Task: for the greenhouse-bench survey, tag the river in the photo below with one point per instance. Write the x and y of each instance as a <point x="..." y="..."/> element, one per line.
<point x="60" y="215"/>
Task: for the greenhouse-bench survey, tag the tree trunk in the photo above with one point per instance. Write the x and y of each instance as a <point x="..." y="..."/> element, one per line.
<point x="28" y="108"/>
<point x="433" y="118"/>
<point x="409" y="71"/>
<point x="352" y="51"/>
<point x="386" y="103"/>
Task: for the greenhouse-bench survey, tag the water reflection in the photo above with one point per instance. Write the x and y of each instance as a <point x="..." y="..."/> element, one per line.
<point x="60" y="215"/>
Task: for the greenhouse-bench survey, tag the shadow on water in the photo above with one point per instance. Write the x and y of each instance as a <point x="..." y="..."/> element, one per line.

==*==

EXERCISE – Reproduce every one of the entries above word for word, keeping each line and its order unchanged.

COMPLETED EXERCISE –
Task: for the greenhouse-bench survey, tag the river in the photo below with one point per instance. Write the x and y of each instance as a <point x="..." y="..."/> element, one per line.
<point x="60" y="215"/>
Task: for the greenhouse-bench survey, tag the tree trunk in the photo above with one point per instance. Write the x and y of each instance as a <point x="..." y="..."/> element, one per line.
<point x="28" y="108"/>
<point x="433" y="118"/>
<point x="409" y="71"/>
<point x="352" y="51"/>
<point x="386" y="103"/>
Task: for the greenhouse-bench survey, tag the water reflection in the photo above with one point per instance. Write the x and y of each instance as a <point x="..." y="..."/> element, one per line.
<point x="60" y="215"/>
Task: for the greenhouse-bench survey, tag the shadow on water in the photo above with one point per instance. Write the x and y of each instance as a <point x="..." y="..."/> element, one per line.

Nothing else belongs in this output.